---------- DATA PROVIDED
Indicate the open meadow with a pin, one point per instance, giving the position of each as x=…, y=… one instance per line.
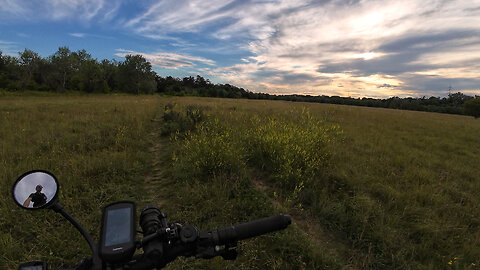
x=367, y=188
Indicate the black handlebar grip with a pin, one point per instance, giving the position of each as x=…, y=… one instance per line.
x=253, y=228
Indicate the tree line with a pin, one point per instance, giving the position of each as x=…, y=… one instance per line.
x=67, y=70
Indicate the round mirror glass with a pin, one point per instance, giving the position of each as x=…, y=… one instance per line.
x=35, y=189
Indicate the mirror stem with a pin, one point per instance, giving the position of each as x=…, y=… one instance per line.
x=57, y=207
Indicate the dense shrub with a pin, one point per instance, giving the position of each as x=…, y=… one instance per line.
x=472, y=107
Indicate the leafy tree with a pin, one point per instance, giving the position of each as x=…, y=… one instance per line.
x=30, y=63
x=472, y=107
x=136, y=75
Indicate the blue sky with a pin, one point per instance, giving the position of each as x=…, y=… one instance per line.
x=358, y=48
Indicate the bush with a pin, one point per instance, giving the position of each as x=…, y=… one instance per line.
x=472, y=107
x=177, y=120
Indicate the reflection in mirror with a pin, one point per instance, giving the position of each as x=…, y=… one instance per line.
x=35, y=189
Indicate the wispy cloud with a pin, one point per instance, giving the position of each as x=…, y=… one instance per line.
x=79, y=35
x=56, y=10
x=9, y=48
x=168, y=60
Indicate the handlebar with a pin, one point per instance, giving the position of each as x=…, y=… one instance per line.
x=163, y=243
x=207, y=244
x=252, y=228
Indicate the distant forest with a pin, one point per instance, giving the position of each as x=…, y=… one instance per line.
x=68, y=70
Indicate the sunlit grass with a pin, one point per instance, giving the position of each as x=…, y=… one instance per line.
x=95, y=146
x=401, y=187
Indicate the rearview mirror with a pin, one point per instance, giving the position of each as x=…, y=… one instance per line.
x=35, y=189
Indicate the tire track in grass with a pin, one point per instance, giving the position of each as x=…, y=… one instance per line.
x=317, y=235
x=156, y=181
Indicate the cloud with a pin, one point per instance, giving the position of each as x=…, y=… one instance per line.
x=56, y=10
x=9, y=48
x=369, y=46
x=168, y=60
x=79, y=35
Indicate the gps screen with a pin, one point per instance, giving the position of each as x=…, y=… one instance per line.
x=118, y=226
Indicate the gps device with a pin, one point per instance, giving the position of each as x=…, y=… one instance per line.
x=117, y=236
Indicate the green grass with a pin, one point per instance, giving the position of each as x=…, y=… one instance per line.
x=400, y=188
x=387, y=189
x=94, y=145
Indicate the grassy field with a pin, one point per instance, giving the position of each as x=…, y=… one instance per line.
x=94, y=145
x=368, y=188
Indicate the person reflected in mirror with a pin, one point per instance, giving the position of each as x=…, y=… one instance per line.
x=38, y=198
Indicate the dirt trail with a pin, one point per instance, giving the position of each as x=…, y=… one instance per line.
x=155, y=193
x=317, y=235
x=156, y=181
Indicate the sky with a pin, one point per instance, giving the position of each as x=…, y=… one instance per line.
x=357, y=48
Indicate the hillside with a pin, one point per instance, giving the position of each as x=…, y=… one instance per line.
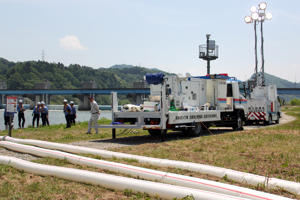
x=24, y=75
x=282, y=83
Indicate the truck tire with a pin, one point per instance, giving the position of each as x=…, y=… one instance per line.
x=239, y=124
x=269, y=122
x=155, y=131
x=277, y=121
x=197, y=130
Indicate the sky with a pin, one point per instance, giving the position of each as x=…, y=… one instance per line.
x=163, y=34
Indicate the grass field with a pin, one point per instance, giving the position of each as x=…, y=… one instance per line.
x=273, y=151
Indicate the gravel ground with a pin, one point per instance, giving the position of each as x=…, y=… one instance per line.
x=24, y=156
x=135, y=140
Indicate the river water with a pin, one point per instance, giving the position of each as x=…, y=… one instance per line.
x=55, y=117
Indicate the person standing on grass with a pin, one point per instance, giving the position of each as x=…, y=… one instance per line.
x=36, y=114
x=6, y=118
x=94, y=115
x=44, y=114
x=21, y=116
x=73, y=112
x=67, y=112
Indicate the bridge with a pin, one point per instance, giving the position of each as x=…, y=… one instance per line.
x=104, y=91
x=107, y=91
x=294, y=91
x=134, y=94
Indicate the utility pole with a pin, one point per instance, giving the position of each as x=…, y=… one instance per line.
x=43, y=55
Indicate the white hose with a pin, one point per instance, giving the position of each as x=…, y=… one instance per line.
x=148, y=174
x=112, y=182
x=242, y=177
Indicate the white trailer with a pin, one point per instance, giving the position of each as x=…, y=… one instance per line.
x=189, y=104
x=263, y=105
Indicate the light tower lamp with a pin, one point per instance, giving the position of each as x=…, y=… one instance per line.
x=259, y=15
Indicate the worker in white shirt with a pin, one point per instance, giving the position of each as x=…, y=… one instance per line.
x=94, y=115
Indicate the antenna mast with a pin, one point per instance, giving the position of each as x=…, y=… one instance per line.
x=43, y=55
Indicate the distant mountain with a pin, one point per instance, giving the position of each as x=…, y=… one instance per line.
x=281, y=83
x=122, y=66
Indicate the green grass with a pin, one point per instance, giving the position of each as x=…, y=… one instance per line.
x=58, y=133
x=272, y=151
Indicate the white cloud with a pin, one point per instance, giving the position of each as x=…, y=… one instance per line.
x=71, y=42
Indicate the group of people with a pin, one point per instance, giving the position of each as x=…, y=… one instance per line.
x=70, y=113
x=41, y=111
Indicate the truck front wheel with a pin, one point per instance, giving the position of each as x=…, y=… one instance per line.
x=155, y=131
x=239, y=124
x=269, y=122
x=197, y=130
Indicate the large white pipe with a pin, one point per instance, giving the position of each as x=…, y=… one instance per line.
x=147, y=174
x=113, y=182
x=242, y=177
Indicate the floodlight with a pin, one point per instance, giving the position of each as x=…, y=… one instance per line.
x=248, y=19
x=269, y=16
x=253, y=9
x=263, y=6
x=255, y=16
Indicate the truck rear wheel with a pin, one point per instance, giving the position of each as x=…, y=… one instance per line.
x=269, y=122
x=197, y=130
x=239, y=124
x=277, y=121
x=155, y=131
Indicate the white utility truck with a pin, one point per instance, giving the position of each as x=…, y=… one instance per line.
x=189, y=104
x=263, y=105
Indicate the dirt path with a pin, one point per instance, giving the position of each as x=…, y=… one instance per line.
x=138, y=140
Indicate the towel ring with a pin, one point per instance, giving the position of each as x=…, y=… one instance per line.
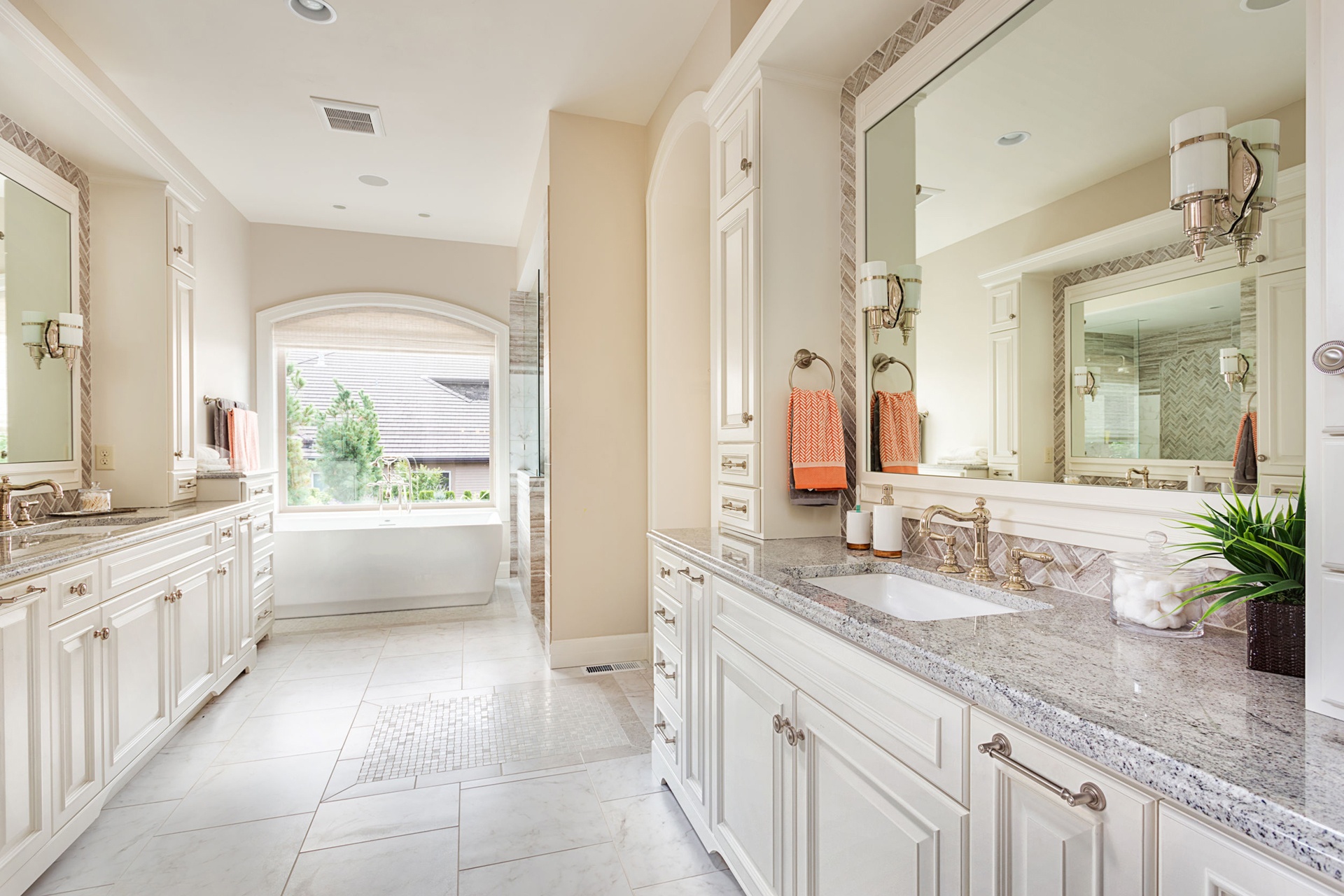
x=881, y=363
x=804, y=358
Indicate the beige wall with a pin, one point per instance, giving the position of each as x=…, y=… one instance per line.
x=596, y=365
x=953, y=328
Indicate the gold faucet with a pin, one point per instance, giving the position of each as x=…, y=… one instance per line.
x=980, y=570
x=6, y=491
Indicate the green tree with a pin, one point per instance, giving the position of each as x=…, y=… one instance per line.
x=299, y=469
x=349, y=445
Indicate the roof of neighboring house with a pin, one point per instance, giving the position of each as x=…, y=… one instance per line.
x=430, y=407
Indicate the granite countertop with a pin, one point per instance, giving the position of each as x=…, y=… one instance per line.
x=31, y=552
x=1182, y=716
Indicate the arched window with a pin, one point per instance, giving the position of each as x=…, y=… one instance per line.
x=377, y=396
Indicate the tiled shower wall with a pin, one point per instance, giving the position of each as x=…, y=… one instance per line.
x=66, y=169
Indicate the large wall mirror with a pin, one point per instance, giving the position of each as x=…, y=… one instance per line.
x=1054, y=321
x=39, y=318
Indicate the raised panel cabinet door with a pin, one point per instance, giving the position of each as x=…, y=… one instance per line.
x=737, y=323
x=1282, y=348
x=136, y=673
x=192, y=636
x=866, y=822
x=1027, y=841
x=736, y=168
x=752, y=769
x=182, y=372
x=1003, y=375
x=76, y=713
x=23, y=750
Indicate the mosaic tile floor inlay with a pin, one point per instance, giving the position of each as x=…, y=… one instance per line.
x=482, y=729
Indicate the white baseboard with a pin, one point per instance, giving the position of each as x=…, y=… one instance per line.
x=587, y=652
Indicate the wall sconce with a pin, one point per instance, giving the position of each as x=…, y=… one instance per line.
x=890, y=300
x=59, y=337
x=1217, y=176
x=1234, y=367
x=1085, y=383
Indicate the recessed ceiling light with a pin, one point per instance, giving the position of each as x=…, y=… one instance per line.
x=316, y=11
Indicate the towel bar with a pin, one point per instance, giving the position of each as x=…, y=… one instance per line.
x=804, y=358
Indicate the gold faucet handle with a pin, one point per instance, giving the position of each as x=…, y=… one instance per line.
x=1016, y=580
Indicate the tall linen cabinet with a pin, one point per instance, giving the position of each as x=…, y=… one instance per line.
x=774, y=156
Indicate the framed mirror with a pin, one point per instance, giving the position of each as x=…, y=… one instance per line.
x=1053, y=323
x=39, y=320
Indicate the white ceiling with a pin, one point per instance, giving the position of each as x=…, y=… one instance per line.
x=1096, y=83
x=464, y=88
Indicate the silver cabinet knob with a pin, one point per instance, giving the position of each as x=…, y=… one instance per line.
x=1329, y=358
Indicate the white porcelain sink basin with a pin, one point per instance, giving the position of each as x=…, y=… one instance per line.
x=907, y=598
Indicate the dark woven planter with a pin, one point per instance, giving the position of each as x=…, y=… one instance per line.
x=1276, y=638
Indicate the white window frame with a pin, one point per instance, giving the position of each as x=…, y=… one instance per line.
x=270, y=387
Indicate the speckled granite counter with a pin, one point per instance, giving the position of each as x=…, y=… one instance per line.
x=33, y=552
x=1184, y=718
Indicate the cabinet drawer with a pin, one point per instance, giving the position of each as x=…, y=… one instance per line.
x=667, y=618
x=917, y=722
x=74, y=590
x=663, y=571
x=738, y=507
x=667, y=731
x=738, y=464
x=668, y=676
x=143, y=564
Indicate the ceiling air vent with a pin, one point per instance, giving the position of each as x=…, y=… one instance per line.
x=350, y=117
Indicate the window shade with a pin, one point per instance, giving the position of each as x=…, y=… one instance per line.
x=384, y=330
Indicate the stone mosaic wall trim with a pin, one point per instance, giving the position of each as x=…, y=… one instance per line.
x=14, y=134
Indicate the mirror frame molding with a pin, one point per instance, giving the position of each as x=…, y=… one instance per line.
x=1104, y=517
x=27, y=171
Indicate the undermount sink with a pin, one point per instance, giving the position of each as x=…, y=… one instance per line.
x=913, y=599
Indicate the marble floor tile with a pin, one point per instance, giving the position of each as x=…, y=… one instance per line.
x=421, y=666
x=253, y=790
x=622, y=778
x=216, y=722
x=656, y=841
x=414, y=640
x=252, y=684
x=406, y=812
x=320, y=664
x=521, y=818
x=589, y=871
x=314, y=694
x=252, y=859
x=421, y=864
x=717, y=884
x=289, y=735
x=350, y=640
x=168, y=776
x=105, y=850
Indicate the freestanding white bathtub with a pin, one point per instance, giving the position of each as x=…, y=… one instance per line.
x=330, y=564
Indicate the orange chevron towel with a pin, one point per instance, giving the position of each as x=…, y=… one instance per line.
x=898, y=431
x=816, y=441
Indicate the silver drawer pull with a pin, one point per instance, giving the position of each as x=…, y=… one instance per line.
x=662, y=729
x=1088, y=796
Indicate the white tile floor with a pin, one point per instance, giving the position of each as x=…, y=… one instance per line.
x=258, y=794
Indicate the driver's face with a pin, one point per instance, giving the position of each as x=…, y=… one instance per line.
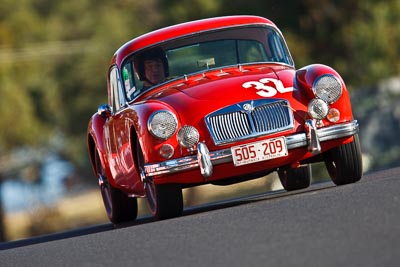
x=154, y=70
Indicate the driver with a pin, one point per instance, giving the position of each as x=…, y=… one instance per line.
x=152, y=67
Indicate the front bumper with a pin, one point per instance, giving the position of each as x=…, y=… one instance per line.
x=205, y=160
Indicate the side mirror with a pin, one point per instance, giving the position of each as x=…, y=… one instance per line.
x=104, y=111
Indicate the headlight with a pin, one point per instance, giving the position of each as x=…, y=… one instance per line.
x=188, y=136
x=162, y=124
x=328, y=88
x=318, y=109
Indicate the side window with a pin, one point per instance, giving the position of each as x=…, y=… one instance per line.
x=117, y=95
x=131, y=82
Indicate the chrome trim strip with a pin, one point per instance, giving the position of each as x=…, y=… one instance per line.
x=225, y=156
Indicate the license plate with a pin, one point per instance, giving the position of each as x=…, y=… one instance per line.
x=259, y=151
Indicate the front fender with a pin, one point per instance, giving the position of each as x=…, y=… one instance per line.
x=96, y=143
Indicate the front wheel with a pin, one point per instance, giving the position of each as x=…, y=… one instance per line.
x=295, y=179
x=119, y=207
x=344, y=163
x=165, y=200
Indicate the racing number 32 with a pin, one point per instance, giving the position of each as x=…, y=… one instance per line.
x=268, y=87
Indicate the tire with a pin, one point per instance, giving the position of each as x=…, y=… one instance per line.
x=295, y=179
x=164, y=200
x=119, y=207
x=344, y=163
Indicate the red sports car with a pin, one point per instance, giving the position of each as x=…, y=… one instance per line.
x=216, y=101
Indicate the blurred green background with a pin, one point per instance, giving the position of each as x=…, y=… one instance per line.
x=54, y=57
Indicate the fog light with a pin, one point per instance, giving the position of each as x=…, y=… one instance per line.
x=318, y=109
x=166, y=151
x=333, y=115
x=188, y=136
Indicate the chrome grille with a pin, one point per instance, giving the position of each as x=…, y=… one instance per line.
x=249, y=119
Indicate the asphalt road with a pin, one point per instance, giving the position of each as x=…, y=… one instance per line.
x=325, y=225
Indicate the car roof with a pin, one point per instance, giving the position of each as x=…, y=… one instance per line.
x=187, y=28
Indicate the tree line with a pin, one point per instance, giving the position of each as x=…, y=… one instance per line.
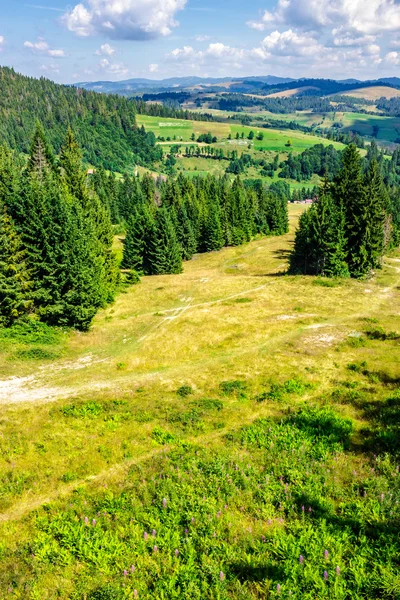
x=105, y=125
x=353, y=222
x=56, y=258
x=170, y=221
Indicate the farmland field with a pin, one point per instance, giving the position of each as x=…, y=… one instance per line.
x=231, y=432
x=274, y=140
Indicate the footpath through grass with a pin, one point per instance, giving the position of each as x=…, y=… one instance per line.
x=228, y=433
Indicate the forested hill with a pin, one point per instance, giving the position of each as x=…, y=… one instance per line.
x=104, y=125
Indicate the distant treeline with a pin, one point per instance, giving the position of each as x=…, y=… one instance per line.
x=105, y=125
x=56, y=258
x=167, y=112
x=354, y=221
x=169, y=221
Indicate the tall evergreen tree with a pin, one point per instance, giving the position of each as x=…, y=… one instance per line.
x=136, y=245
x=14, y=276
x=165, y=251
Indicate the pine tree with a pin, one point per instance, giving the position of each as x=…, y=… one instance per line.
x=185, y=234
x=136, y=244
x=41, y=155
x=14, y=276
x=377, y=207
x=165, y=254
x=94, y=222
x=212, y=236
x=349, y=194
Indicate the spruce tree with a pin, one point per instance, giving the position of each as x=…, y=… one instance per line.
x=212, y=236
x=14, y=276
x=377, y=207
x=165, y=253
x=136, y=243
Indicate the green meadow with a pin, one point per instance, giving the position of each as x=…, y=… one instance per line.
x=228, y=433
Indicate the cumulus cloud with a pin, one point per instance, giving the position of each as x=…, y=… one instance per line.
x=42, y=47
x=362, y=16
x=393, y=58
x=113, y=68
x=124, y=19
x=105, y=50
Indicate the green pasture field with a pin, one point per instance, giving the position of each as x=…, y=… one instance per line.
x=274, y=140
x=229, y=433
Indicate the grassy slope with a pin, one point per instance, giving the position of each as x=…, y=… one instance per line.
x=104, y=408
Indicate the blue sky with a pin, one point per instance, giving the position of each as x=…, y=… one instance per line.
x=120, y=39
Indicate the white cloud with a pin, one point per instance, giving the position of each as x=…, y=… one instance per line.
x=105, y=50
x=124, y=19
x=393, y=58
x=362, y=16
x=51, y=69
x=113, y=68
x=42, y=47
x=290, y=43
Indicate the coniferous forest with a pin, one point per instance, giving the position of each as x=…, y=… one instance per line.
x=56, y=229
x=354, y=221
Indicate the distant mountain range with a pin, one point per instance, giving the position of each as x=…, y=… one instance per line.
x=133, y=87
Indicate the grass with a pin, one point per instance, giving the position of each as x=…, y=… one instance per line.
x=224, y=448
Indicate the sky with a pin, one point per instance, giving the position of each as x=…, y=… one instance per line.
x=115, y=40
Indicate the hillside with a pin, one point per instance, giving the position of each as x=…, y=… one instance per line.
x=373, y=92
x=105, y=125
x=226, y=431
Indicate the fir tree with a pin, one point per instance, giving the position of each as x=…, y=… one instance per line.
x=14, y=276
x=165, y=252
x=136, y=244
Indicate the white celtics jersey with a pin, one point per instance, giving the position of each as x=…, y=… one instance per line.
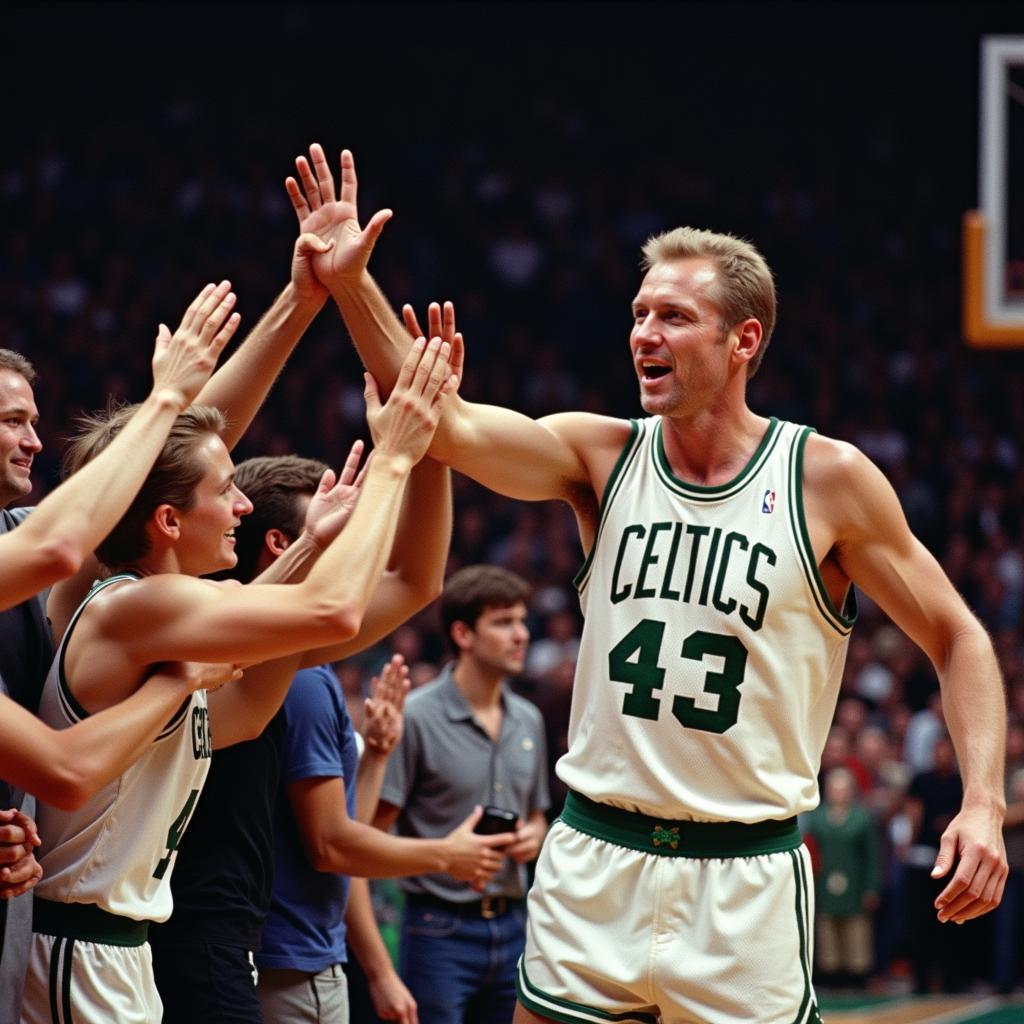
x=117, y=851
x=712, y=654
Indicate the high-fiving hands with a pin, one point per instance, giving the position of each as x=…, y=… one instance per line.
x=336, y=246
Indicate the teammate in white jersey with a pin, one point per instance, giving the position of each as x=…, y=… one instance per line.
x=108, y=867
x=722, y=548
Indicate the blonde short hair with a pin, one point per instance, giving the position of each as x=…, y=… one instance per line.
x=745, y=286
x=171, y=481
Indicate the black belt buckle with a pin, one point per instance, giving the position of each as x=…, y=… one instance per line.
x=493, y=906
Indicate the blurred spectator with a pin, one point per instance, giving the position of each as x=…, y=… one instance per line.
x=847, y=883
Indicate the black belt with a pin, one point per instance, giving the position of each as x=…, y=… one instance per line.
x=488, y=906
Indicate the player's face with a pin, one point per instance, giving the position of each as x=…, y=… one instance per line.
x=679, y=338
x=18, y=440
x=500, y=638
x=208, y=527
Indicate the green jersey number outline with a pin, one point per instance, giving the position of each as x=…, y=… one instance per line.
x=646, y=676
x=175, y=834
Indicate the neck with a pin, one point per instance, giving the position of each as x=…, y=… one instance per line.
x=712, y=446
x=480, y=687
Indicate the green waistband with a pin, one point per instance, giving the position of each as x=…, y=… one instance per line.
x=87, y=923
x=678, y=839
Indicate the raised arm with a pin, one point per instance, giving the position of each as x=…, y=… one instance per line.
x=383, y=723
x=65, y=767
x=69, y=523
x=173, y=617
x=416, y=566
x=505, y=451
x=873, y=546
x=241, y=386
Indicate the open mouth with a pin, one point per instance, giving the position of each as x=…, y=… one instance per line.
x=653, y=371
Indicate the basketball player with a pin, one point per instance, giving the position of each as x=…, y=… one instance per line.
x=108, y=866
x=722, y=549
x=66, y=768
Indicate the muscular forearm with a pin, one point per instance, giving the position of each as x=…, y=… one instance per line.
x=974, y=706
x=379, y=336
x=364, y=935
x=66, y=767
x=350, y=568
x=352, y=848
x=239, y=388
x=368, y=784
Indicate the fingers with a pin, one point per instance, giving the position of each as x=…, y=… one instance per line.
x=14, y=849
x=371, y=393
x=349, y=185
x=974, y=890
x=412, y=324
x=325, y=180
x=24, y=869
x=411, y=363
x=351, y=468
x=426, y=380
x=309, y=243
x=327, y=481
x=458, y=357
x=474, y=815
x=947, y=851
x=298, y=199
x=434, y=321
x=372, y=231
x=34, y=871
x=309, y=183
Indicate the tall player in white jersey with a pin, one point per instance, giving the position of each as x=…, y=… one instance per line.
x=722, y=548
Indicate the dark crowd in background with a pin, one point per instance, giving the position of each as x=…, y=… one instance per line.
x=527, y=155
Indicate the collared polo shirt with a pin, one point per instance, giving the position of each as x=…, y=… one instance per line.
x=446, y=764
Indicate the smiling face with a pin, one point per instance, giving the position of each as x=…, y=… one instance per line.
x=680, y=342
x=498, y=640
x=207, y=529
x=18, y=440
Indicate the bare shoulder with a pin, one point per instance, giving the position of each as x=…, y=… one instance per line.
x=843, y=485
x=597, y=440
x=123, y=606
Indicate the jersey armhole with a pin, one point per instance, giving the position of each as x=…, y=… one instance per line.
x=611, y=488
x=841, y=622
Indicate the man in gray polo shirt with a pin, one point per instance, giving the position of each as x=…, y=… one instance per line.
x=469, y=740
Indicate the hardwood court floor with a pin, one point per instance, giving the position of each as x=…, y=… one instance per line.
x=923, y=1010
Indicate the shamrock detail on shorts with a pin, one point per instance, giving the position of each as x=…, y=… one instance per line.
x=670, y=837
--------------------
→ **WHAT YOU NEED TO DO**: Answer with an exact copy of the lines from the one containing "Indicate the shamrock" through the end of the entries above, leaving out everything before.

→ **RESPONSE BOX**:
Indicate the shamrock detail on shorts with a pin, one point per instance, giving the position of each as x=…, y=… one instance per line.
x=670, y=837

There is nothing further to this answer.